◆ Obiettivo ◆
Riscrivi come elenco numerato le righe di tutte le voci riportate qui sotto, omettendo le righe vuote. Escludi le immagini dalla risposta.
────────
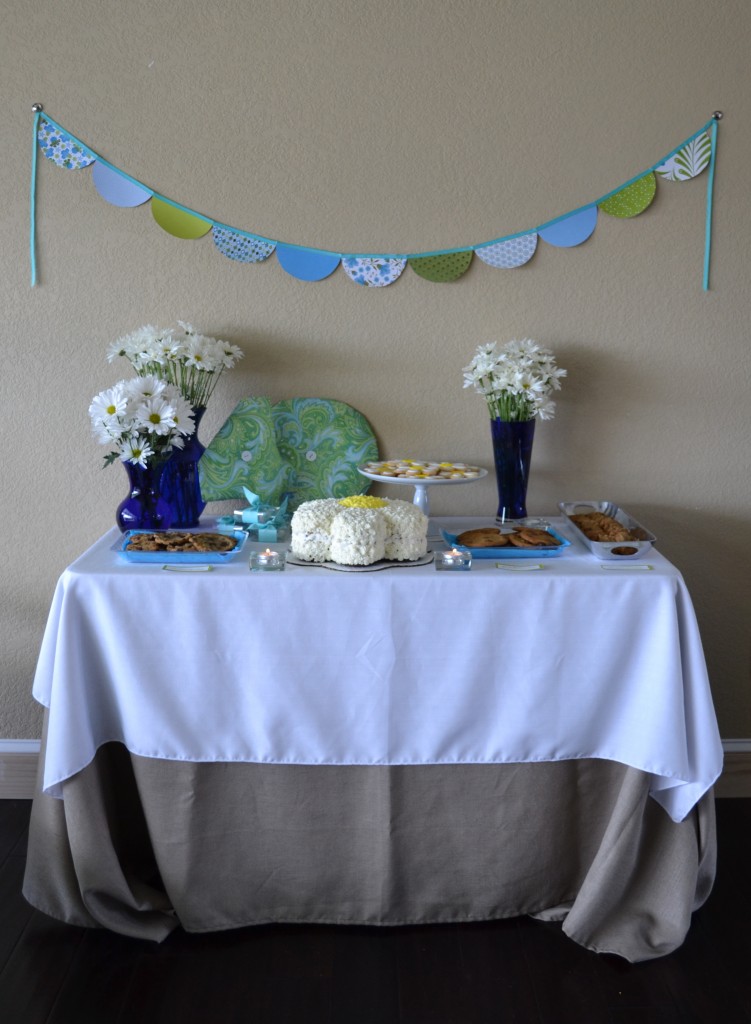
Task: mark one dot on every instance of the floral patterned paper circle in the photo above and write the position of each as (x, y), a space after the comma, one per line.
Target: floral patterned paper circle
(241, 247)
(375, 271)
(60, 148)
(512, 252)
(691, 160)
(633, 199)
────────
◆ Risposta ◆
1. Task: mark one dot on every instance of the floral patterned paper circle in the photo above and write the position of each as (x, y), a space after the comma, one per line.
2. Target: floral patterned paper circle
3. (241, 247)
4. (375, 271)
5. (60, 148)
6. (512, 252)
7. (691, 160)
8. (633, 199)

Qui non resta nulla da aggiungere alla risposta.